Records from a data source:
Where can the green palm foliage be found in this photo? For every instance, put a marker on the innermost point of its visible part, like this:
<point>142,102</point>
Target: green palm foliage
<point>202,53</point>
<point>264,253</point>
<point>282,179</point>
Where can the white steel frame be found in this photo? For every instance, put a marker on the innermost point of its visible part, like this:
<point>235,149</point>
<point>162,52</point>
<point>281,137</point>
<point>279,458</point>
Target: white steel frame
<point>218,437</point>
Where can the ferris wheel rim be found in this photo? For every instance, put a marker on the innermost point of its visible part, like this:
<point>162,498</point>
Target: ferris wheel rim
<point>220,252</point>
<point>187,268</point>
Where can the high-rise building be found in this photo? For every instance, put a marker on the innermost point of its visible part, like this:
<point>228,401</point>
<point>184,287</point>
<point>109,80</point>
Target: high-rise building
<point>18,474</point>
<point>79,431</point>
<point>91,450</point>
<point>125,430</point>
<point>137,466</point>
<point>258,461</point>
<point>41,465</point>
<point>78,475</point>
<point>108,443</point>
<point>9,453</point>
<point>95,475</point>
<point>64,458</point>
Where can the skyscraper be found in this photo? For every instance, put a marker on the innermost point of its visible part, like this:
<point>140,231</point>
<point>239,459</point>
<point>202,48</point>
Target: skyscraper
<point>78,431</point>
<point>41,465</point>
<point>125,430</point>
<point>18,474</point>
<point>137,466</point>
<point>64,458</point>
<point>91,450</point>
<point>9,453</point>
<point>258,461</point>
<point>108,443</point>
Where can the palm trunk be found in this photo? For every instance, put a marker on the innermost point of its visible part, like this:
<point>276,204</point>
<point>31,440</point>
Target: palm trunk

STATED TASK: Rewrite the lines from the one containing "Where can the palm" through the end of the records, replacing "trunk" with "stem" and leaving everything else unchanged.

RESPONSE BELOW:
Where can the palm stem be found in this photo? For every instance, put a marker on the innermost point of its visible part, like this:
<point>276,204</point>
<point>31,440</point>
Target: palm stem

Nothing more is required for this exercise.